In C++, when you want a method to be overridable in a sub-class, you declare it to be virtual.  This allows the runtime to defer decision on which implementation to call until runtime when the actual object passed in can be examined:

   1: class Shape
   2: {
   3: public:
   4:     virtual void Draw() { cout << "Drawing a Shape" << endl; }
   5: };
   6:  
   7: class Rectangle : public Shape
   8: {
   9: public:
  10:     // overriding the Shape::Draw method 
  11:     // repeating virtual keyword is not necessary i C++
  12:     void Draw() { cout << "Drawing a Rectangle" << endl; }
  13: };
  14:  
  15: public void DrawShapeOnCanvas(Shape* pShape)
  16: {
  17:     ...
  18:     // if this were not virtual, it would always call Shape::Draw()
  19:     // but since it is virtual, the runtime will look at what type
  20:     // pShape actually is (Shape or Rectangle) and call the appropriate
  21:     // Draw()
  22:     pShape->Draw();
  23: }
  24:     

In C#, this is mostly true as well.  You can use the virtual keyword to mark a method as virtual and hence make it overrideable (though interestingly enough in Java all methods are overrideable and the virtual keyword is not used, thus there is no hiding, per se).  The difference in C# is that, unlike C++, the default behavior when you declare the same method with the same signature is not to override but to hide:

   1: public class Shape
   2: {
   3:     // In C#, you also use virtual to mark that a method can be
   4:     // overridden in a sub-class
   5:     public virtual void Draw()

- RECORD EXCERPTS -

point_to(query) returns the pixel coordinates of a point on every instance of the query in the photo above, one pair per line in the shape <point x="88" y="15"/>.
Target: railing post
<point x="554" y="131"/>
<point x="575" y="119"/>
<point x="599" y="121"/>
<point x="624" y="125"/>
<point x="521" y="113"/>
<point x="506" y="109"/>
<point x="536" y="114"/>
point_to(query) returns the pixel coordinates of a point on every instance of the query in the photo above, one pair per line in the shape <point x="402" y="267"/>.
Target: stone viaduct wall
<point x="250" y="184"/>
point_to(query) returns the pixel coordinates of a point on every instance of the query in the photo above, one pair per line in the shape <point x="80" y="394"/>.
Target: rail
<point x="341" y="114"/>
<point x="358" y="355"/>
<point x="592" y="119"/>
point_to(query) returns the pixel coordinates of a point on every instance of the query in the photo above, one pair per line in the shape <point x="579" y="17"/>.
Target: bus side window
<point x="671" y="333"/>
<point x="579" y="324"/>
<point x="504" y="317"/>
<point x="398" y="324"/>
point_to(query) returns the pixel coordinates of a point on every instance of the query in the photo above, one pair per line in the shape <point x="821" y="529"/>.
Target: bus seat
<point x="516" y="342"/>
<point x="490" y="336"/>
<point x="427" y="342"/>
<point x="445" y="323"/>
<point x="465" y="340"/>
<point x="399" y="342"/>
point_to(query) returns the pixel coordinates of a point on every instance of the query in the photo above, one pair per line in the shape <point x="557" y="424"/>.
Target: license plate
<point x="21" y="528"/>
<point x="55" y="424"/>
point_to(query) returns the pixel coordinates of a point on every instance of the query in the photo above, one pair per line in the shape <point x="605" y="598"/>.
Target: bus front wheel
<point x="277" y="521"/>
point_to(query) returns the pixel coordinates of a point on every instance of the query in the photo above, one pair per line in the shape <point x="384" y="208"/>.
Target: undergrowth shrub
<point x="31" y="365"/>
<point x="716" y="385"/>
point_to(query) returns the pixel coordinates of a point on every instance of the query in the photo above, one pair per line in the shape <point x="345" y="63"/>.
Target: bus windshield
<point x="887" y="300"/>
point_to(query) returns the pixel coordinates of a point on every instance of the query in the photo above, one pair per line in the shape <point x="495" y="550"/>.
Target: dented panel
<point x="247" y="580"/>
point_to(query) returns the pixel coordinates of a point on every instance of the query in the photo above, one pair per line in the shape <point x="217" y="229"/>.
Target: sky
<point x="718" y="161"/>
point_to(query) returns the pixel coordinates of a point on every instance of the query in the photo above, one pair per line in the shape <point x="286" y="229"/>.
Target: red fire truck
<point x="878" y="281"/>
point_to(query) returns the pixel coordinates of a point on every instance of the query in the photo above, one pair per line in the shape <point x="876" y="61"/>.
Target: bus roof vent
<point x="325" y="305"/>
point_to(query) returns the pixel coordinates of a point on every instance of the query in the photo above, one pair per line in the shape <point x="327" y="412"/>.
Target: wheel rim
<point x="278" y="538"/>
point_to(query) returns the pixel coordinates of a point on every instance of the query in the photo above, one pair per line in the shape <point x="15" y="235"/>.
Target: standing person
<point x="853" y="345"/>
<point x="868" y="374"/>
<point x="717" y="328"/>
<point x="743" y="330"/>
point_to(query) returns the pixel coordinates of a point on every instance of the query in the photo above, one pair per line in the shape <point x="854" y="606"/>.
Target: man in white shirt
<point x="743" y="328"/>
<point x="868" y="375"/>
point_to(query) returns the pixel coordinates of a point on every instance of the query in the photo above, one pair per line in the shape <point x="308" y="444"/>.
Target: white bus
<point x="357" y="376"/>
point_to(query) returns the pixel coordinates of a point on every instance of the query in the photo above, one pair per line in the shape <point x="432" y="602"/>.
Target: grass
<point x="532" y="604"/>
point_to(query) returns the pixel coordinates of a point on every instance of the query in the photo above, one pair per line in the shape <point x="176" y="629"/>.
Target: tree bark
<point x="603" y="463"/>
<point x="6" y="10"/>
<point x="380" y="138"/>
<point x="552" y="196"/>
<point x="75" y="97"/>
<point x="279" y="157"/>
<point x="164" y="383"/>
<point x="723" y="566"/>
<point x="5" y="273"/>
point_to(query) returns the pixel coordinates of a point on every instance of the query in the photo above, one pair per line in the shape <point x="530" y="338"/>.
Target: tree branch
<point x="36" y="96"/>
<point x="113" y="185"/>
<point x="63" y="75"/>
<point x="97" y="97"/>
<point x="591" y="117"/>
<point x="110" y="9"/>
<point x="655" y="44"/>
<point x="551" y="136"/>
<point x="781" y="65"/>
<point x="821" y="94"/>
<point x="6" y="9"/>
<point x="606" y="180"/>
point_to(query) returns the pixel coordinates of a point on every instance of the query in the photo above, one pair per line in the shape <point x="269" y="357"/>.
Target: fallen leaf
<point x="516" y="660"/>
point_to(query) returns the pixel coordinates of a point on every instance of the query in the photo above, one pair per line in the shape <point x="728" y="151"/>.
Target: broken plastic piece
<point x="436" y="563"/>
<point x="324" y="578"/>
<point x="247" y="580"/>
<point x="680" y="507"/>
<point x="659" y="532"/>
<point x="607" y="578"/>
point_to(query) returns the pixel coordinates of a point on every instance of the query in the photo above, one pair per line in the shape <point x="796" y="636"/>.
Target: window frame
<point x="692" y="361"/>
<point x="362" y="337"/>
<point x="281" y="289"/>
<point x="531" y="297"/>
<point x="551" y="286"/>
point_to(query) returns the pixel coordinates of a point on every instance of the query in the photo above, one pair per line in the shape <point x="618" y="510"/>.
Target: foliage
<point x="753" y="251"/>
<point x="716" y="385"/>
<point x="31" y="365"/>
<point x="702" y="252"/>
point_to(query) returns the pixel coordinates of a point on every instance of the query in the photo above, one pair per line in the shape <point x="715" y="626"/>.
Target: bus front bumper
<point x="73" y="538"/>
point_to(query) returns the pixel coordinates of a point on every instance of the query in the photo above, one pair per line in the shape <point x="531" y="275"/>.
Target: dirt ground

- TASK SET -
1) Pick out and copy every line of the entries that contains the word "window".
2) Carry the explanation of virtual methods in C++ and C# forward, starting right after its last line.

- RESULTS -
1)
Target: bus side window
Target: window frame

2)
   6:     {
   7:         Console.WriteLine("Drawing Shape");
   8:     }
   9: }
  10:  
  11: public class Rectangle : Shape
  12: {
  13:     // however, unlike C++, the default behavior is to hide, not override
  14:     public void Draw()
  15:     {
  16:         Console.WriteLine("Drawing Rectangle");
  17:     }
  18: }
  19:  
  20: public static class Program
  21: {
  22:     public static void Main()
  23:     {
  24:         Rectangle r = new Rectangle();
  25:         Shape s = r;
  26:  
  27:         // displays Drawing Rectangle because the Rectangle's Draw
  28:         // hides Shape's Draw
  29:         r.Draw();
  30:  
  31:         // exposes Shape's original Draw
  32:         s.Draw();
  33:     }
  34: }

 So in C# when you go to override, remember to use the override keyword, otherwise you're just hiding:

   1: public class Rectangle : Shape
   2: {
   3:     public override void Draw()
   4:     {
   5:     ...
   6:     }
   7: }

The nice thing is, C# gives you a warning on the implicit hiding, which, if you obey point #3, you will fix.  For more information, I have a blog post on the dangers of implicit hiding here.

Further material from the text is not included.